Former general manager/executive vice president Dan Duquette was delusional enough to believe the 2018 Orioles had a chance to revive the magic of recent memory, ergo, the club signed Cobb to an impressive four-year, $57 million deal. Duquette’s last hurrah was exactly that, as the Orioles began restructuring the roster that summer.

Cobb’s debut season in Baltimore was disappointing results-wise, as he pitched to a ERA+ of 87 (4.90) and was yet another cog in an ineffective Orioles machine. His 2019 season was all of 12.1 innings, as he had surgery last June to repair a hip impingement. It all just seemed too perfectly cruel to a people far too accustomed to such things.

Natural-language object grounding records:
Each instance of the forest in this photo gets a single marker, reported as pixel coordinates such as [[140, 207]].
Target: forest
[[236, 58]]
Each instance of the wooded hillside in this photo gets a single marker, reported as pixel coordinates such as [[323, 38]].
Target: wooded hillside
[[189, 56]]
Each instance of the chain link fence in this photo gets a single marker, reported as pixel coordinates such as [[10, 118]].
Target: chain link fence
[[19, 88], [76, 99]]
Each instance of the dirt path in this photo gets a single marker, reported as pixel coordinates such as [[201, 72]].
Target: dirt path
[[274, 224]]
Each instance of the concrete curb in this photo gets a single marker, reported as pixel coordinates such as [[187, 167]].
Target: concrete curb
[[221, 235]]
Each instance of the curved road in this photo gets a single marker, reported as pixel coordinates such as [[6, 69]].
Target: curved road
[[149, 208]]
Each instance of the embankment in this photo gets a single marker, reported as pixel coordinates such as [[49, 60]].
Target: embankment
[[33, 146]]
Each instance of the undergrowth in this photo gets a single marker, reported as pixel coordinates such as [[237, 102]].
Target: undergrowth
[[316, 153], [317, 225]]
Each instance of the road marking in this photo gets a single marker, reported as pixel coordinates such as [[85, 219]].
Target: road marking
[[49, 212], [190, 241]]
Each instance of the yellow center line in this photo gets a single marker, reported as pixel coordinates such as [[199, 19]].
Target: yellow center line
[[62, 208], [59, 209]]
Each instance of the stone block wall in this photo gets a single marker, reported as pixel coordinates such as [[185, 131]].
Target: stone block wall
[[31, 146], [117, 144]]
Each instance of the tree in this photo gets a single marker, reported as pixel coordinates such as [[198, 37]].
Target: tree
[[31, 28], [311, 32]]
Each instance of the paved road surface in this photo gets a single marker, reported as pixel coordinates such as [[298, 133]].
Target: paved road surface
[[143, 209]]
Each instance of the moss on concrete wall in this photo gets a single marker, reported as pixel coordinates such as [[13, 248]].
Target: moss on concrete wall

To do>
1. From the passage above about Cobb and the Orioles, reproduce word for word the part starting at "Former general manager/executive" and ending at "roster that summer.".
2. Carry on the passage about Cobb's time with the Orioles from its final sentence.

Responses by item number>
1.
Former general manager/executive vice president Dan Duquette was delusional enough to believe the 2018 Orioles had a chance to revive the magic of recent memory, ergo, the club signed Cobb to an impressive four-year, $57 million deal. Duquette’s last hurrah was exactly that, as the Orioles began restructuring the roster that summer.

2.
Yet here we are. The de facto bottom dwellers are 9-7, a game away from exceeding ESPN’s smug expectations, and providing worthwhile entertainment for the cardboard cutouts and us at home just about every night. The Orioles are 16.5 games in to the weirdest season of my lifetime, and in spite of their many obvious flaws, this team brings it.

One of the reasons for such a wondrous quarter turn around this 60-game season has been Cobb, who not only appears to be exactly what the Orioles paid for, but maybe even at his unparalleled best.

As of now, Cobb owns a 2.75 ERA (159 ERA+) in four starts, while hitters have only managed a .182 BABIP (5th in MLB) in 19.2 innings. His current 20.2 percent strikeout rate would be his highest figure in six years, and his 1.07 WHIP, if sustained, would become a career best.

Cobb isn’t particularly difficult to understand. He’s a three-pitch guy with a current fastball average of 92.6 mph, right at the league median. Even in the era of huck-it-chuck-it baseball, Cobb is still as reliant as ever on changing speeds and eye levels because he has to. Though I’d lean more towards calling it a straight up splitter, the most important pitch of that arsenal is the split-change.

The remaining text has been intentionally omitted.